Yapılacak Görev 1:
Güneysu'nun ekonomik yapısını anlatan metne göre aşağıdaki soruları yanıtlayınız.
(a) Cumhuriyetten sonra bölgedeki ekonomik yapıya ne olmuştur?
(b) Tarımda faal olmayanlar kimlerdi?
(c) Kopalicilik nasıl tanımlanmaktadır?

Verilen Metin:
Yükleniyor
Türklerden önce ve Türklerin Güneysu’ya yerleşmesinden sonra bölgede tam anlamıyla tarım ve hayvancılığa dayalı kapalı bir ekonomik sistem vardı. Bu dönemlerde halk, tüm gereksinimlerini kendi imkanları ile karşılamaktaydı. Bu ekonomik yapı Cumhuriyetten sonra da devam etti. Geçim sıkıntısı çekmemek için gurbete gidenler dışında hemen herkes tarımda faal ve çalışır durumdaydı. Esasında mısır ekimine ve hayvancılığa dayanan ekonomik faaliyetlere ilaveten bölgemizde yaylacılık, arıcılık, bakırcılık, kavurmacılık, pekmezcilik, ipekçilik, kopalicilik (kendirin dövülerek iplik yapılması), örücülük, kireçcilik, demircilik, bakırcılık, çarıkçılık, ormandan temin edilerek satılan çerikcilik vb. işlerde yapılırdı.

Yapılacak Görev 2: Kayıtlarda "Someone flagged shoreline" ifadesini içeren satırla başlayıp "[0,89,361,196]" ifadesini içeren satırla biten bölümü, iki uç satır da dahil olmak üzere, boş satırları atlayarak numaralı liste hâlinde veriniz.

[Tespit etiketleme kayıtları]

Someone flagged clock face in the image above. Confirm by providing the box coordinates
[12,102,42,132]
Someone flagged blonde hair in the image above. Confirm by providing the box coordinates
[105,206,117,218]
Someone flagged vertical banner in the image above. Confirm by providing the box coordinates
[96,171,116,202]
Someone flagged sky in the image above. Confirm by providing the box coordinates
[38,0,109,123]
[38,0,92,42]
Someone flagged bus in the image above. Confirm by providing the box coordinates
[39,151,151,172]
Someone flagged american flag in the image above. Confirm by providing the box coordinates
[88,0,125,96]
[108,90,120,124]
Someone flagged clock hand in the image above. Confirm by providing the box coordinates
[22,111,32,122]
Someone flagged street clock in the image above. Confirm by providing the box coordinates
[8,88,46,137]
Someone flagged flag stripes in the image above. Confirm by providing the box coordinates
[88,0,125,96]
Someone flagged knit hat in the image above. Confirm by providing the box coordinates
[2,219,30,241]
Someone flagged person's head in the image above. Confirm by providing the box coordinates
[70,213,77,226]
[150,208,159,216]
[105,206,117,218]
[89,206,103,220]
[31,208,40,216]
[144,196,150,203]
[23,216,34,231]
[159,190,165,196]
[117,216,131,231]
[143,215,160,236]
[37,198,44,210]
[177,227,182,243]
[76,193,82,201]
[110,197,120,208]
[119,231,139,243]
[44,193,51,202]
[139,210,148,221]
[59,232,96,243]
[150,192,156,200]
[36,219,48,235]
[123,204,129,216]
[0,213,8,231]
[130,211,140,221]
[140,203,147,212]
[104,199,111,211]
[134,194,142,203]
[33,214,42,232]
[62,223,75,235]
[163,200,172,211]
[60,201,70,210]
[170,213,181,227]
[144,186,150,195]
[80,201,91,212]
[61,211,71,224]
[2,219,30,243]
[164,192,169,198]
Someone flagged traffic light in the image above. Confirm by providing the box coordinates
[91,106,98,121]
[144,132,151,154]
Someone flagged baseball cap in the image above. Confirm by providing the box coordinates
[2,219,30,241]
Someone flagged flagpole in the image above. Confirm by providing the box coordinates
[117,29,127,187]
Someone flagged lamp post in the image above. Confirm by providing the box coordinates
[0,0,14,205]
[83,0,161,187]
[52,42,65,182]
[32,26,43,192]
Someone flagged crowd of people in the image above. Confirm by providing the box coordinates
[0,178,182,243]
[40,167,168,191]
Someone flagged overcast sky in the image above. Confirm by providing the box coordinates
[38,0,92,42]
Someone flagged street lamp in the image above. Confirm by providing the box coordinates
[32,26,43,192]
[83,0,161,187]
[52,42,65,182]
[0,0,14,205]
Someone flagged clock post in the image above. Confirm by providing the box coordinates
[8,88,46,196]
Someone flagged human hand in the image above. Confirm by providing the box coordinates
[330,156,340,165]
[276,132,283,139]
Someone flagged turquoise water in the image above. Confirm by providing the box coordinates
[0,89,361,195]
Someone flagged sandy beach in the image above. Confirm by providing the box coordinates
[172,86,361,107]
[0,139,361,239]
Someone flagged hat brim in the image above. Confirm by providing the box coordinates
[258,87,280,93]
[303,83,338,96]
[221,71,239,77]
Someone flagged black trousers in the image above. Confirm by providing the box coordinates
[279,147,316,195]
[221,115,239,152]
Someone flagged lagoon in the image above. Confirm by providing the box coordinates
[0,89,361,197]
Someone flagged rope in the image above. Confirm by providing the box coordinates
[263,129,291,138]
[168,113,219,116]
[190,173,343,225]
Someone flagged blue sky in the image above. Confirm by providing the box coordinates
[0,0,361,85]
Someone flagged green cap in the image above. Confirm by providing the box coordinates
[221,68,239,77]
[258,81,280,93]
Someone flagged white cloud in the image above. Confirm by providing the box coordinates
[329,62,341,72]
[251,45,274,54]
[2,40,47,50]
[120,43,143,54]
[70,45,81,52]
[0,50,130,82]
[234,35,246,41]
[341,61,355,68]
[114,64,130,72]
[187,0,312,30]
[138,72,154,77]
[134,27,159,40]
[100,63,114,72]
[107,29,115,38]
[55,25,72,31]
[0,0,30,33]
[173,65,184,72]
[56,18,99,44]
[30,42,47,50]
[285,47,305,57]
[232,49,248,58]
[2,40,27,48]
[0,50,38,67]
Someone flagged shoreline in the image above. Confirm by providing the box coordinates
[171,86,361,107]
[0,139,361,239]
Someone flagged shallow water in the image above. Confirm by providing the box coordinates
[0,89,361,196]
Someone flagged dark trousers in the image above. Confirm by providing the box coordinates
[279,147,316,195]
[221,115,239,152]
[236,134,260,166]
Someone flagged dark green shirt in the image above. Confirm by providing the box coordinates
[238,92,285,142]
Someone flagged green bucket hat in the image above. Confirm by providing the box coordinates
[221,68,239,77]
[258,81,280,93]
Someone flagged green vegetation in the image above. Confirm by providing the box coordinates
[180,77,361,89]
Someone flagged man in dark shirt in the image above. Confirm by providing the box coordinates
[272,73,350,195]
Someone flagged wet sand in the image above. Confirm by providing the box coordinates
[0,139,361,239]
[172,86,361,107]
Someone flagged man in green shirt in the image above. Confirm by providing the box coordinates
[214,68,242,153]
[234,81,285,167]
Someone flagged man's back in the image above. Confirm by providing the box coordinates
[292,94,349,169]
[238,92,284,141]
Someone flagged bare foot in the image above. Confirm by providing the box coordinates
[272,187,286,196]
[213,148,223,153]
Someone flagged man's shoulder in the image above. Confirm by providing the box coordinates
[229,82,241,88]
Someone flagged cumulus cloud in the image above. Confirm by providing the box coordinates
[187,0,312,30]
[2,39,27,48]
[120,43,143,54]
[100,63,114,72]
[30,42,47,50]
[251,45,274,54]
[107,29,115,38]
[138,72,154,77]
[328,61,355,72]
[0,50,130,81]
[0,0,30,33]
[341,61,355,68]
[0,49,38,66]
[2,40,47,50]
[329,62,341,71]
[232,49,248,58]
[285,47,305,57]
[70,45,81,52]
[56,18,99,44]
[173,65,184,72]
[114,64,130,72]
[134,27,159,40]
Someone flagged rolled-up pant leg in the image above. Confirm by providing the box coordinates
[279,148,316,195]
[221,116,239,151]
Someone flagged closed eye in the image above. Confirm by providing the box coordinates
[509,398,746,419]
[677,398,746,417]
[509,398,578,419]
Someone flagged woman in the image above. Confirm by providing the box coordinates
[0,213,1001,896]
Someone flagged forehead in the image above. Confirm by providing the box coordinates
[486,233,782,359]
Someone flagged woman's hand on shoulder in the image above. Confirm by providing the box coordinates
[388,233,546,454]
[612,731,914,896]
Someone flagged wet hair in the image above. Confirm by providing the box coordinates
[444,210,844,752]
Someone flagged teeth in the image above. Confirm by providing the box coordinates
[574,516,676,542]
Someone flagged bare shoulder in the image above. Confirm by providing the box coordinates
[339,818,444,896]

Doğru Yanıt 1:
(a) Bu ekonomik yapı Cumhuriyetten sonra da devam etmiştir.
(b) Geçim sıkıntısı çekmemek için gurbete gidenler.
(c) Kendirin dövülerek iplik yapılması olarak tanımlanmaktadır.

Doğru Yanıt 2:
1. Someone flagged shoreline in the image above. Confirm by providing the box coordinates
2. [171,86,361,107]
3. [0,139,361,239]
4. Someone flagged shallow water in the image above. Confirm by providing the box coordinates
5. [0,89,361,196]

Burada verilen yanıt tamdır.